No doubts dudes, AMD rocks and is far better processor than Intel but my discussion was about AMD doesnt have a good dealer base in INDIA and what it has is predominant in the SOUTH and the metros. They have showrooms just in metros and nowwhere else. I have been successful in convincing my friends that AMD is the best but no one cares to take the headache of finding the same in there city.


----------



## wise (Dec 30, 2004)

*INTEL and I.A.S., both are relics from the past and they still rule because the majority of the people is still technologically and intellectually challenged.*


----------



## wise (Dec 30, 2004)

_Sharma_deepak,

It is not that AMD processors are not avilable in smaller places, but because of people's ignorance about their existance and capabilities, that the people make sweeping statements like "AMD is not available" or "Nobody sells AMD".
Have you heard that there is a place named Palej in Bharuch(what?) distt of Gujarat? Well, all I can say is that it is not a metro.In fact it is a small town. The two shops selling computers here are selling both Intel and AMD.
So the theory that AMD are not sold in smaller places simply goes in smoke._


----------



## wise (Dec 30, 2004)

And yes, don't underestimate the ignorance of the dealers. 99% of those buggers are just that. 'Buggers'. They bug you to no end when you start asking them about specific components. Well, it is simply not their cup of tea. You see blank faces when you ask for ' Nvidia Nforce-3 chipset based mother board with gigabit lan and supporting PC-3200 RAM'. My favourite gag is to ask a dealer what is the CAS value of a certain RAM which he happens to be peddling at that time. I have gotten 100% casualties on that one in my limited exposure. Try for yourself (ofcourse not on Lamington Road).

• [CHALLENGES]
**A.** According to the AMD forum thread, how many shops in Palej sell computers, and which processors do they sell?
**B.** How would you put this sentence from the AMD forum thread into Spanish: "The two shops selling computers here are selling both Intel and AMD."
The lines that follow have no connection to the AMD forum thread.

• [DATA EXCERPT]
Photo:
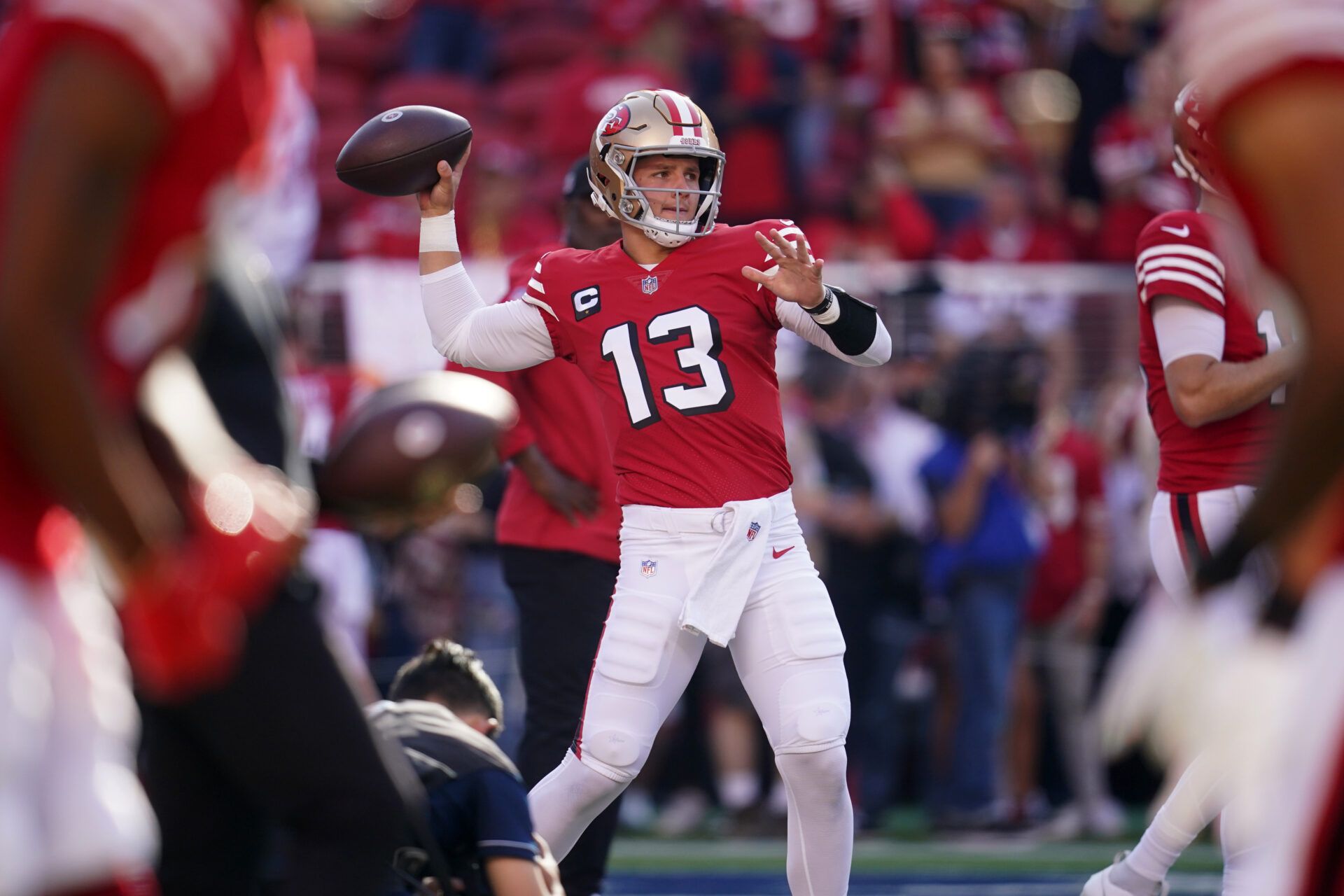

• [TASK RESPONSES]
**A.** Two shops, and they sell both Intel and AMD.

**B.** Las dos tiendas que venden computadoras aquí venden tanto Intel como AMD.